[Records from a point-labeling set]
--- Start ---

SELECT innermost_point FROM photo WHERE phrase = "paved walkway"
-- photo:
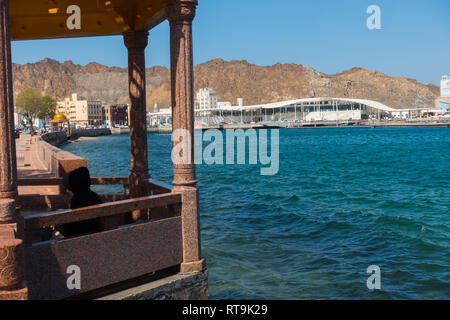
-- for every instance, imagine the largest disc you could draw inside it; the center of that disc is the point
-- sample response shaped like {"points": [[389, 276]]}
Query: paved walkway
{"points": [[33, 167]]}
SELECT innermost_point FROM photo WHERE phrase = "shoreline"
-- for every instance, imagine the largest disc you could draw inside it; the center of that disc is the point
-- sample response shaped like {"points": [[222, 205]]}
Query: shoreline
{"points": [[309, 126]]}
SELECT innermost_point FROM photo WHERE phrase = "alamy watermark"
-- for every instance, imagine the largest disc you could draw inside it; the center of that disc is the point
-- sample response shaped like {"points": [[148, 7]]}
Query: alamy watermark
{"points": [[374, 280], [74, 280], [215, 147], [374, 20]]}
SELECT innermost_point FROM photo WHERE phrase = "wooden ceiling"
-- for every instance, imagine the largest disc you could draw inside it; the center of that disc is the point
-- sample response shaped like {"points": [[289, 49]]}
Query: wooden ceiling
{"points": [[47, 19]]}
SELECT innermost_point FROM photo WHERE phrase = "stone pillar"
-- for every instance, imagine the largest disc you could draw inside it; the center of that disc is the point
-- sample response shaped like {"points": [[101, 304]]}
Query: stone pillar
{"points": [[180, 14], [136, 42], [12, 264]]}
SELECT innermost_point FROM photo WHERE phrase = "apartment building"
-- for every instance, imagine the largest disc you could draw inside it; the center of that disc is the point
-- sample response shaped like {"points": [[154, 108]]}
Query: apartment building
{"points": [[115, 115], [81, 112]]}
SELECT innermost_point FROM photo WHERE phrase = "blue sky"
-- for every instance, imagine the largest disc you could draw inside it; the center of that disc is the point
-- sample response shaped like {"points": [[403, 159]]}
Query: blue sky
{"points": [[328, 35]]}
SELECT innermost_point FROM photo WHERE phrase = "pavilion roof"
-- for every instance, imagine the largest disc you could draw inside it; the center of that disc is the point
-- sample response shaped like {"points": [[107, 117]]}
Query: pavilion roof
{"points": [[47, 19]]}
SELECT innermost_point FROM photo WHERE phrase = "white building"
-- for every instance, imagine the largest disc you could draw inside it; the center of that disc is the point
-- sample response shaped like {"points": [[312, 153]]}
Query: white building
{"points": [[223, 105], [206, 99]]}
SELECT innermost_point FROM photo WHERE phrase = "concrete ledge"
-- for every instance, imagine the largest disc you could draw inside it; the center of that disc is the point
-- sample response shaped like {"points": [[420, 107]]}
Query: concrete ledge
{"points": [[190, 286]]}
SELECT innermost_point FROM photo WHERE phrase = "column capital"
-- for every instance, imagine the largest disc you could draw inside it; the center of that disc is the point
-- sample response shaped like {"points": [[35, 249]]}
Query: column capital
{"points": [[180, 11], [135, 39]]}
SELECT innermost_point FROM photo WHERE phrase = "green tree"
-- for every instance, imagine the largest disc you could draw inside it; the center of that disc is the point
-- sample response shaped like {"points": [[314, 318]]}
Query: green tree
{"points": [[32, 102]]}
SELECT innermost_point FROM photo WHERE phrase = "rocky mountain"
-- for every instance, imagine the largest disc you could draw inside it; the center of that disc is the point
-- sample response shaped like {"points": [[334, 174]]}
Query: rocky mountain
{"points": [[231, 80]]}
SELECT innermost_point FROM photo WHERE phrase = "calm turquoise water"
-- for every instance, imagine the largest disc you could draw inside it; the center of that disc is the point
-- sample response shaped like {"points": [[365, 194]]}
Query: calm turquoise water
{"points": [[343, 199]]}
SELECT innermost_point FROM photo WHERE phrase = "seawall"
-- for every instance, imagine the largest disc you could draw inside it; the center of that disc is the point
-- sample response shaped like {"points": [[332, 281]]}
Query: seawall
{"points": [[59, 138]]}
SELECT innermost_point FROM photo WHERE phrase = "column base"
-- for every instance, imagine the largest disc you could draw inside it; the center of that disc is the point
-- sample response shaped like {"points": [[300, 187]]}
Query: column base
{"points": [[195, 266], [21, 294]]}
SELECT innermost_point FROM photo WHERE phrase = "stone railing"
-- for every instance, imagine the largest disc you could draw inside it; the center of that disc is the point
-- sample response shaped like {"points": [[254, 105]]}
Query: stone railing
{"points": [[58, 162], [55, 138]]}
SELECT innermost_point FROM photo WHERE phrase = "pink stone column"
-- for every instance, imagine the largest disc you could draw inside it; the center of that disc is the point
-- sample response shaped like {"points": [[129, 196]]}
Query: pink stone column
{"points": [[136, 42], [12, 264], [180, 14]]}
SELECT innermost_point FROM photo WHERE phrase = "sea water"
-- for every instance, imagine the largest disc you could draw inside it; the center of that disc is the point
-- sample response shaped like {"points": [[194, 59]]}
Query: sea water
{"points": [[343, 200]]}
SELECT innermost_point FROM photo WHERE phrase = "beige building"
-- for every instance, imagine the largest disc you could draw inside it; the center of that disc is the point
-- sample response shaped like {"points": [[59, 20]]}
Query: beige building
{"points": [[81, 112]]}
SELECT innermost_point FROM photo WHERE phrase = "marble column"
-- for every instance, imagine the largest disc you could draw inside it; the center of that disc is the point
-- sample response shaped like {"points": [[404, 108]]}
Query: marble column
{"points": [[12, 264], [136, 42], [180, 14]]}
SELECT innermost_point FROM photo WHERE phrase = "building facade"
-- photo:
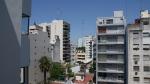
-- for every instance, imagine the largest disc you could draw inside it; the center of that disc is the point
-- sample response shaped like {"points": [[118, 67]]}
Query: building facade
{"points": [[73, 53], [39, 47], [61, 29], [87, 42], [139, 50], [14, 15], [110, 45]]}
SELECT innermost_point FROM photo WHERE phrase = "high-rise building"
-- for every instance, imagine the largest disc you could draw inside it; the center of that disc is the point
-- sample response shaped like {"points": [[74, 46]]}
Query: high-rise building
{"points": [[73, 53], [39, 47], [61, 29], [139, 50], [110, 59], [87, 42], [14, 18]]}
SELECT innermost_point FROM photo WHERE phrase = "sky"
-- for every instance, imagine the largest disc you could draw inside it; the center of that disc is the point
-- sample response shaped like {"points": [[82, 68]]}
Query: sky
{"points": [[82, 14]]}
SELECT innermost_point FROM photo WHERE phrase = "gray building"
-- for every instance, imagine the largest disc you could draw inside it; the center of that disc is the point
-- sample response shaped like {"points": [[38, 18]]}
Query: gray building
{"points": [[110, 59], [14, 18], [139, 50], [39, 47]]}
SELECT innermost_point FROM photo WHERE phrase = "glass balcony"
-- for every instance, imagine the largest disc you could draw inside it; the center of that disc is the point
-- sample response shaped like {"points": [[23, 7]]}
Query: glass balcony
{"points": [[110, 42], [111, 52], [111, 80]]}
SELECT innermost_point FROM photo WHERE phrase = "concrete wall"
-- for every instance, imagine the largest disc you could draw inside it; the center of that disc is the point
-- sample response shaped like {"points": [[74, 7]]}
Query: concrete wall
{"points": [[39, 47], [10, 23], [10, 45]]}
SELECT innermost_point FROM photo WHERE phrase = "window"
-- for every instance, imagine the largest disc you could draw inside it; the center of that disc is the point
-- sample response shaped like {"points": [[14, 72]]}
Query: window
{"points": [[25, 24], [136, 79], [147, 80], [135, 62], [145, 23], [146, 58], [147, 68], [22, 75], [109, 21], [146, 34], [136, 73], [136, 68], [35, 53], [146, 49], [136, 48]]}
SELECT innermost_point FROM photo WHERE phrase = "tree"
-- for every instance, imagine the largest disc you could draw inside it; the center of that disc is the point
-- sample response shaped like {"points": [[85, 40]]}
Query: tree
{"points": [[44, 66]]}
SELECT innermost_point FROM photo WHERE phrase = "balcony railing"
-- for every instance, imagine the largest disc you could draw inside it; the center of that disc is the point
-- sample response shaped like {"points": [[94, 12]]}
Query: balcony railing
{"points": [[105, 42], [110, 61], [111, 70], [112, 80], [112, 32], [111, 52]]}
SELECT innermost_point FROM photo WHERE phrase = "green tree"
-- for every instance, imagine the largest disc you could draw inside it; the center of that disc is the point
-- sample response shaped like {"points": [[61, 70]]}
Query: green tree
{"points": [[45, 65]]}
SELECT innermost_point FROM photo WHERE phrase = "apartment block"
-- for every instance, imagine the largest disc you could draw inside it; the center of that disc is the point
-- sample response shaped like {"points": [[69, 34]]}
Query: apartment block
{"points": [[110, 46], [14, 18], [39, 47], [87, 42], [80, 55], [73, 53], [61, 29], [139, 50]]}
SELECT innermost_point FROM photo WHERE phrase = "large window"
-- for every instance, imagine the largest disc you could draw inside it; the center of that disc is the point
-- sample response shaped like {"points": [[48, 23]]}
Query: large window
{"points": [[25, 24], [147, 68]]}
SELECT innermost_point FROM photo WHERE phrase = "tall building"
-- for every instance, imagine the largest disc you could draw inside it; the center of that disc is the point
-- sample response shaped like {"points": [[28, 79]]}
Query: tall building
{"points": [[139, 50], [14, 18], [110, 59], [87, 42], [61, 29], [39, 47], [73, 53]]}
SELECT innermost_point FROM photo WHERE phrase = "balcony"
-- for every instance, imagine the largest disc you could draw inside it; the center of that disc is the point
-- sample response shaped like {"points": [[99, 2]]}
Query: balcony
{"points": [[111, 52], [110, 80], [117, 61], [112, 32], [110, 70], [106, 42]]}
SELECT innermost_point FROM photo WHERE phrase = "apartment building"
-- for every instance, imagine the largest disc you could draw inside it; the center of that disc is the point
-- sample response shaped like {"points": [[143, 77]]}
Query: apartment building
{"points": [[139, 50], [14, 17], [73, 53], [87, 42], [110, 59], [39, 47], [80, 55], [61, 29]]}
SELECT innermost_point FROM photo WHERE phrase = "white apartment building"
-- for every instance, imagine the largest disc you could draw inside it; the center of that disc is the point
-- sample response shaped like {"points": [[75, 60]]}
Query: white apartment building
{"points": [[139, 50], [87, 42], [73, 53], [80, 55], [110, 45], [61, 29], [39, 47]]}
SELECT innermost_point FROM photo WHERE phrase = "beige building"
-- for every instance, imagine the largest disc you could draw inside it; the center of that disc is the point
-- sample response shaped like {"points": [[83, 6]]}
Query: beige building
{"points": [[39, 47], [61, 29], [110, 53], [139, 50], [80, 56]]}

--- End ---
--- Start ---

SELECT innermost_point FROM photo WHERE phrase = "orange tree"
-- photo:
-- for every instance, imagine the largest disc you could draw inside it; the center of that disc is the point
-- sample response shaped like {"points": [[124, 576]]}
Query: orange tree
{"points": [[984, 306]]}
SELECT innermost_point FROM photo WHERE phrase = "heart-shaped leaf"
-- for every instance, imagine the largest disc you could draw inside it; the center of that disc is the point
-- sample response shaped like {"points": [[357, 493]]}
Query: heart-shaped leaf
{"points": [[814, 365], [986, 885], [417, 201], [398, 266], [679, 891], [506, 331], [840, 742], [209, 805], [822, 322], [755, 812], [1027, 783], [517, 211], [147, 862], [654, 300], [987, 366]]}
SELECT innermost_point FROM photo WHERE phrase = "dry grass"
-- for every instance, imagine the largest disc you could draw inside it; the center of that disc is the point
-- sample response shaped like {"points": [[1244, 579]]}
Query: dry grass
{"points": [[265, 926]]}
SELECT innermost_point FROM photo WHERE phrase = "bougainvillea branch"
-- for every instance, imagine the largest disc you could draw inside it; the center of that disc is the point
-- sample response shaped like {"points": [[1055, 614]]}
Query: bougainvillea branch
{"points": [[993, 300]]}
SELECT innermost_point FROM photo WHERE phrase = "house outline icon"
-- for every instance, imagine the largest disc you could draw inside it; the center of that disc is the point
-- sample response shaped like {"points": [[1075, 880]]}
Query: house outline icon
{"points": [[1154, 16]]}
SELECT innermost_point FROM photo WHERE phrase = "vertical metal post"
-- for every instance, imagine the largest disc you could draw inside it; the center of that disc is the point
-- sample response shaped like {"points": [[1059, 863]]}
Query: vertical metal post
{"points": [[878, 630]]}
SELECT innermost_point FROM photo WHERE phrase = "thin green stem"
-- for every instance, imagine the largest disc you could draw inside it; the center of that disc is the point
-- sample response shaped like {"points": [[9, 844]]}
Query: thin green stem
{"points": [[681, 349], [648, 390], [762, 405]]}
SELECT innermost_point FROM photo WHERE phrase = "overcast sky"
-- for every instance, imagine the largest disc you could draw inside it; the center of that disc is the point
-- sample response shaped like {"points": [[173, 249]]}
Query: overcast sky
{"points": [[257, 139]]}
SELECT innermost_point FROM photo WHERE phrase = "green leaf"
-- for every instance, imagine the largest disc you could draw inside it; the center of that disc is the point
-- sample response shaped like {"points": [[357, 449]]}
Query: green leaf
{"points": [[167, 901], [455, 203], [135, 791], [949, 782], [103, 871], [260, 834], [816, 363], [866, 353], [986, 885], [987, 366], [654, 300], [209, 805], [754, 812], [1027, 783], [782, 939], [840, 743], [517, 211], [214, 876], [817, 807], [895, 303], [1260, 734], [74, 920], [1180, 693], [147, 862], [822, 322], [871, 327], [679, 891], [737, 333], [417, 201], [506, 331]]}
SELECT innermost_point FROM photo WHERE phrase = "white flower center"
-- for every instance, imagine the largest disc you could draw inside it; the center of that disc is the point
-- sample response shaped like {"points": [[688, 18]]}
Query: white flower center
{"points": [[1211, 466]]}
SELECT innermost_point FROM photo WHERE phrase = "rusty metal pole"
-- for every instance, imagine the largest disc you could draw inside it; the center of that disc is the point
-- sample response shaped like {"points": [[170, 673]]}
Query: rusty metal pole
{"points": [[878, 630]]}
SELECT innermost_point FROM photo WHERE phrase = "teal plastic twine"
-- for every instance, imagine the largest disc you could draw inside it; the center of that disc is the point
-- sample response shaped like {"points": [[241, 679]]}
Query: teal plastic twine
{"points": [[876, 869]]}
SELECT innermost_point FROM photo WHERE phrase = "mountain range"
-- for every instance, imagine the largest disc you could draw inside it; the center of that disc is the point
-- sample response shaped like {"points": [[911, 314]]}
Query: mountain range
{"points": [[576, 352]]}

--- End ---
--- Start ---

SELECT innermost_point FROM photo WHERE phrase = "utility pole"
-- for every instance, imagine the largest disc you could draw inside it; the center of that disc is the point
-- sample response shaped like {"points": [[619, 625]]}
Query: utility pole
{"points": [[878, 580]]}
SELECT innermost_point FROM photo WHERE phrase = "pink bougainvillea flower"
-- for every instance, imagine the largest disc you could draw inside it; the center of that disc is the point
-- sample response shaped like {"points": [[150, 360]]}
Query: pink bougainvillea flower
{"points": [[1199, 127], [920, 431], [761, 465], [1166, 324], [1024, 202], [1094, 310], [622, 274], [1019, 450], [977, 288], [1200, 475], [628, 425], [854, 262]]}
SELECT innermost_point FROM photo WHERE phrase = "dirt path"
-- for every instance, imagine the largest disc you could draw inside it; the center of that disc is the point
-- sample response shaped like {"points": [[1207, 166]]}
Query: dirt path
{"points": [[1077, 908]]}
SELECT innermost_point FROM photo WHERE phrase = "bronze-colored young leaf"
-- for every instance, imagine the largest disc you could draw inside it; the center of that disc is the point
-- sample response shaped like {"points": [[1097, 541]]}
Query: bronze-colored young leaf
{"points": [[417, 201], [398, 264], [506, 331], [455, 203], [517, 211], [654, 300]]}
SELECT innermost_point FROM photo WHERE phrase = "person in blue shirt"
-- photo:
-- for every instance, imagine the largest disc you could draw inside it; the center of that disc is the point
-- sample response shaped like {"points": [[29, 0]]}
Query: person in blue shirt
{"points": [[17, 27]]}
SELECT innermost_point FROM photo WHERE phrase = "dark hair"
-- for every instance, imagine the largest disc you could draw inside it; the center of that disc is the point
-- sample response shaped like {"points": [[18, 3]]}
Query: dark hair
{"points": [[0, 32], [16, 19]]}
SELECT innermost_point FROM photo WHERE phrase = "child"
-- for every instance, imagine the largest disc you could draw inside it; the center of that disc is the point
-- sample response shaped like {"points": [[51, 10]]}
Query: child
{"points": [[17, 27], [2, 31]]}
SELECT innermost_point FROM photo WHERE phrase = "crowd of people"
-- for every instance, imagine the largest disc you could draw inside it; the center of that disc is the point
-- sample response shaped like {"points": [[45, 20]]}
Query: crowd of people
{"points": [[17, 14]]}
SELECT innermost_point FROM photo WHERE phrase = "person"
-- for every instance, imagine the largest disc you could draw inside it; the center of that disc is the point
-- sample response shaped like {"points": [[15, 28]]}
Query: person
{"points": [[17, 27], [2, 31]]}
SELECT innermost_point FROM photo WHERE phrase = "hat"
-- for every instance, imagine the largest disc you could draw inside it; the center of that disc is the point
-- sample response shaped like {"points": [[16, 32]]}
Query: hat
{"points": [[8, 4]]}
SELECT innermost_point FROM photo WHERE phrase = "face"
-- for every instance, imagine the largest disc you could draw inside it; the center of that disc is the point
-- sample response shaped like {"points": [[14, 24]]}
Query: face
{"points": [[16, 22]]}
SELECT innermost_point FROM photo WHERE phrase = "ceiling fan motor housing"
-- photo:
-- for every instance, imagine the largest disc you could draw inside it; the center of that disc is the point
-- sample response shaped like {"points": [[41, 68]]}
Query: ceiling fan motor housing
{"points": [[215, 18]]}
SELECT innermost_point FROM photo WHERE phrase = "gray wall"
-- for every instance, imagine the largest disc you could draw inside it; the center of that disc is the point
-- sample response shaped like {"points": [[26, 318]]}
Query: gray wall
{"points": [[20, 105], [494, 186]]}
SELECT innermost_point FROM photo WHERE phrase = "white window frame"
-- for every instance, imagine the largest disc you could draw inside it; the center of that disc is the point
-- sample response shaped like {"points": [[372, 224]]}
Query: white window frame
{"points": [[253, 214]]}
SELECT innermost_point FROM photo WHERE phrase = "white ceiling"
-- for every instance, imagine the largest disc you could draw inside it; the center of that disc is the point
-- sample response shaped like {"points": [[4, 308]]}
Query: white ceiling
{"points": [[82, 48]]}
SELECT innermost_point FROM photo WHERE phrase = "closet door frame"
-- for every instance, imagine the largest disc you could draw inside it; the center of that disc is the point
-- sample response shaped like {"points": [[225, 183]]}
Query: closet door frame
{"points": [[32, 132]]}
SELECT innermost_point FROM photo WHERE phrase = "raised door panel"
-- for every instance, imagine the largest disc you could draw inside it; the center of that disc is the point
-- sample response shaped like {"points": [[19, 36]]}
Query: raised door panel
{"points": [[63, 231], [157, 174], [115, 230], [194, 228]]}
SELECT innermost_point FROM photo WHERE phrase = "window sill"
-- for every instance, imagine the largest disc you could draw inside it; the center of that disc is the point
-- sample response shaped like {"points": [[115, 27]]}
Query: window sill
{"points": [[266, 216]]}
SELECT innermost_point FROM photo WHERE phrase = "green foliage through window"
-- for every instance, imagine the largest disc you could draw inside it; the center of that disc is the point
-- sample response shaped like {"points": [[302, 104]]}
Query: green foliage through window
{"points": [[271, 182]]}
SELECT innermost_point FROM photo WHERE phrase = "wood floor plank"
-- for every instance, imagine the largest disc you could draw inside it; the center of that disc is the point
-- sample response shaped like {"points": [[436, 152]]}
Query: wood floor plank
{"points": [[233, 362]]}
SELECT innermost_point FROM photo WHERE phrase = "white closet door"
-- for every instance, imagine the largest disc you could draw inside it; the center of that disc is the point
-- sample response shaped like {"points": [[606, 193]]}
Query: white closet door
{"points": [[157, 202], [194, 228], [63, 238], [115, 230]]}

--- End ---

Problem: Pick out every line of the data above that contains the string "ceiling", treating uppercase and lowercase letters as different.

Written solution:
SELECT innermost_point FROM photo WHERE phrase = "wooden ceiling"
Query: wooden ceiling
SELECT innermost_point FROM photo WHERE phrase = "ceiling fan motor housing"
Query: ceiling fan motor housing
SELECT innermost_point FROM photo WHERE phrase = "white ceiling"
Query: white ceiling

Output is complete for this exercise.